### [GIVEN PASSAGE]
-=-=-=-=-

# What do you do with techs that don't show up?



## photoatdv (Dec 23, 2008)

Okay there is this other student LD/ tech at my school who handles everything as unprofessionally as possible EXCEPT when he wants something. He's the same one from LD vs. OP (he totally hijacked my show that he was op for.). Now he bailed on a show that he was supposed to be ME. Not only did that mean myself and the technical director put in rediculous hours, but the show suffered. I was LD, but I was so busy fixing broken plugs, bad lamps, and finding extension cords that I barely had time to design. Literally, half my design was not done until during/after final dress!

He has bailed on every strike in the last year or so because of 'family emergencies'. He will also miraculously forget how to do things (like open the curtain) if he doesn't want to do it and force me to do it. Every time this type stuff happens, he lies to the directors and gets out of whatever trouble he's in over the stunts. How do I handle him? He keeps wrecking shows with this stupid stuff and makes me look bad. (Guess what, the director didn't care that I had been at school til almost 11pm the night before and was trying to do 2 peoples job when the cues weren't done in dress.)


----------



## Sayen (Dec 24, 2008)

-=-=-=-=-

### [STATED PROBLEM A]
How would this sentence from the forum thread read in Spanish: "He keeps wrecking shows with this stupid stuff and makes me look bad."?
### [STATED PROBLEM B]
Reproduce the forum thread word for word, from "Okay there is" to "during/after final dress!".

-=-=-=-=-

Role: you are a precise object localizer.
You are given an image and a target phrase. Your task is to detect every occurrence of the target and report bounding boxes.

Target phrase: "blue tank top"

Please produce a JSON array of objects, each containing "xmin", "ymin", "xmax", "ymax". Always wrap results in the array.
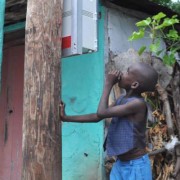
[{"xmin": 106, "ymin": 96, "xmax": 146, "ymax": 156}]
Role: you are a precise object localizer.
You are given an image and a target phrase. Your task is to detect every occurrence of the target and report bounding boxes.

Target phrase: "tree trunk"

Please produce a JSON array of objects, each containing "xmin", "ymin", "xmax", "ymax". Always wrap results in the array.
[
  {"xmin": 171, "ymin": 64, "xmax": 180, "ymax": 180},
  {"xmin": 22, "ymin": 0, "xmax": 63, "ymax": 180}
]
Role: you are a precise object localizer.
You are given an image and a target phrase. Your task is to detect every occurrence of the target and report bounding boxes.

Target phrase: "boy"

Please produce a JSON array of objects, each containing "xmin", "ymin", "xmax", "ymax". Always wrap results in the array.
[{"xmin": 60, "ymin": 63, "xmax": 158, "ymax": 180}]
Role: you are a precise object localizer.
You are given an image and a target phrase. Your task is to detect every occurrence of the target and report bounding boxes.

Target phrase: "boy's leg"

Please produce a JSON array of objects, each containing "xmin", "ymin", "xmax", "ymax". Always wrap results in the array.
[{"xmin": 110, "ymin": 160, "xmax": 122, "ymax": 180}]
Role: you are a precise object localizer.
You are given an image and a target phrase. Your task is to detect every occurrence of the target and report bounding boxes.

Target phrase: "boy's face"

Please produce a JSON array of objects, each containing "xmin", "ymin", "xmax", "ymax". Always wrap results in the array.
[{"xmin": 118, "ymin": 65, "xmax": 137, "ymax": 90}]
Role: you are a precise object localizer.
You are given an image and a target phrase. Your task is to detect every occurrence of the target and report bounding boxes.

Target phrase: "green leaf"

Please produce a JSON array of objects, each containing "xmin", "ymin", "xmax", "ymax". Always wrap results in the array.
[
  {"xmin": 138, "ymin": 46, "xmax": 146, "ymax": 55},
  {"xmin": 156, "ymin": 49, "xmax": 164, "ymax": 56},
  {"xmin": 128, "ymin": 30, "xmax": 144, "ymax": 41},
  {"xmin": 150, "ymin": 40, "xmax": 160, "ymax": 53},
  {"xmin": 136, "ymin": 17, "xmax": 151, "ymax": 27},
  {"xmin": 152, "ymin": 12, "xmax": 166, "ymax": 20},
  {"xmin": 163, "ymin": 53, "xmax": 176, "ymax": 66},
  {"xmin": 155, "ymin": 18, "xmax": 179, "ymax": 29},
  {"xmin": 167, "ymin": 29, "xmax": 179, "ymax": 40}
]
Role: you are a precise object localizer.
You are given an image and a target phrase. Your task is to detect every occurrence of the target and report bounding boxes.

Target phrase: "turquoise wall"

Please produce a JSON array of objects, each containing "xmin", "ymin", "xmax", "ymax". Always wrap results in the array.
[
  {"xmin": 62, "ymin": 5, "xmax": 104, "ymax": 180},
  {"xmin": 0, "ymin": 0, "xmax": 5, "ymax": 87}
]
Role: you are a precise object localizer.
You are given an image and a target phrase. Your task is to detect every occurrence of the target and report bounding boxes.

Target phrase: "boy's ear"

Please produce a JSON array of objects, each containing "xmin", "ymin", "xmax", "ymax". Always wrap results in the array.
[{"xmin": 131, "ymin": 81, "xmax": 139, "ymax": 89}]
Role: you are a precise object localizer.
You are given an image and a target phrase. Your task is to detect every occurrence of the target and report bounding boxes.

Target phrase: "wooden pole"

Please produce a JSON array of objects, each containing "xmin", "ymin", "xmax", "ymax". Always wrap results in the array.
[{"xmin": 22, "ymin": 0, "xmax": 63, "ymax": 180}]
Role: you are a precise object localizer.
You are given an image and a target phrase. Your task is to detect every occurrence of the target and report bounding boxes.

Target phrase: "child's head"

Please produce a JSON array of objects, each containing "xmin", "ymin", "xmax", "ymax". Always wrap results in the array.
[{"xmin": 119, "ymin": 63, "xmax": 158, "ymax": 93}]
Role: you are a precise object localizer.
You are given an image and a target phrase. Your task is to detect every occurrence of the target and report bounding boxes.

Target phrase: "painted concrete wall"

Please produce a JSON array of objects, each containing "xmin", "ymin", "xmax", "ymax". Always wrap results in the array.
[
  {"xmin": 62, "ymin": 5, "xmax": 104, "ymax": 180},
  {"xmin": 0, "ymin": 0, "xmax": 5, "ymax": 87}
]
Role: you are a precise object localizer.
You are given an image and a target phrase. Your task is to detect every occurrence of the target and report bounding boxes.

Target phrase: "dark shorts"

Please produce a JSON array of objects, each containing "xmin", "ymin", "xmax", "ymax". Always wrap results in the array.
[{"xmin": 110, "ymin": 155, "xmax": 152, "ymax": 180}]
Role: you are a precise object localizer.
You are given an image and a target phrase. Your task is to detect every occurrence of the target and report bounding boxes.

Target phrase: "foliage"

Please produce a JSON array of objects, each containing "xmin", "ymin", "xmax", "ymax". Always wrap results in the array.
[
  {"xmin": 151, "ymin": 0, "xmax": 180, "ymax": 14},
  {"xmin": 129, "ymin": 12, "xmax": 180, "ymax": 65}
]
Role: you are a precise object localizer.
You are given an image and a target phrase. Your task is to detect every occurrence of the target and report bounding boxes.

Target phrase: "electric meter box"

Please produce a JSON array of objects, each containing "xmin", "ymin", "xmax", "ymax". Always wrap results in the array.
[{"xmin": 62, "ymin": 0, "xmax": 97, "ymax": 57}]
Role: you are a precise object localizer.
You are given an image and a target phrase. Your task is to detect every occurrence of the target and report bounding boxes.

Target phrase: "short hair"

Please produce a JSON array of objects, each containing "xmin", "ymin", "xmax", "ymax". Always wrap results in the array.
[{"xmin": 135, "ymin": 62, "xmax": 158, "ymax": 93}]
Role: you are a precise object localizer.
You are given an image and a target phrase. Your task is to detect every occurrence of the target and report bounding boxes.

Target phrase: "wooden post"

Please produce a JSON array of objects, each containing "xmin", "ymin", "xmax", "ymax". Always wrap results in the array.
[{"xmin": 22, "ymin": 0, "xmax": 63, "ymax": 180}]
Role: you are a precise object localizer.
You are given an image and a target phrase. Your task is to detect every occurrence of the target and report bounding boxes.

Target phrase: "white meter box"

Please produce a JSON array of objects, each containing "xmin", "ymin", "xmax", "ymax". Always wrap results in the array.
[{"xmin": 62, "ymin": 0, "xmax": 97, "ymax": 57}]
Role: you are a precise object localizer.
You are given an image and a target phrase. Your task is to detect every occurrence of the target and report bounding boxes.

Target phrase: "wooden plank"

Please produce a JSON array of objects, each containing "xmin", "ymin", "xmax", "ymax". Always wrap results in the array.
[{"xmin": 22, "ymin": 0, "xmax": 63, "ymax": 180}]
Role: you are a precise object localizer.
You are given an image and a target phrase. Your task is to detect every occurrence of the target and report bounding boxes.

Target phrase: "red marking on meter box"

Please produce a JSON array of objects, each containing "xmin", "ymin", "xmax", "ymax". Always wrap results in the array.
[{"xmin": 62, "ymin": 36, "xmax": 71, "ymax": 49}]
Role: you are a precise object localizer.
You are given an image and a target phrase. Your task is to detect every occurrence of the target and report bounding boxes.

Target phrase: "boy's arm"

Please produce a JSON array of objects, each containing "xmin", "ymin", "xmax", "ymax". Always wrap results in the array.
[
  {"xmin": 97, "ymin": 71, "xmax": 146, "ymax": 118},
  {"xmin": 59, "ymin": 102, "xmax": 103, "ymax": 123}
]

-=-=-=-=-

### [FINAL RESULT A]
Él sigue arruinando espectáculos con estas tonterías y me hace quedar mal.

### [FINAL RESULT B]
Okay there is this other student LD/ tech at my school who handles everything as unprofessionally as possible EXCEPT when he wants something. He's the same one from LD vs. OP (he totally hijacked my show that he was op for.). Now he bailed on a show that he was supposed to be ME. Not only did that mean myself and the technical director put in rediculous hours, but the show suffered. I was LD, but I was so busy fixing broken plugs, bad lamps, and finding extension cords that I barely had time to design. Literally, half my design was not done until during/after final dress!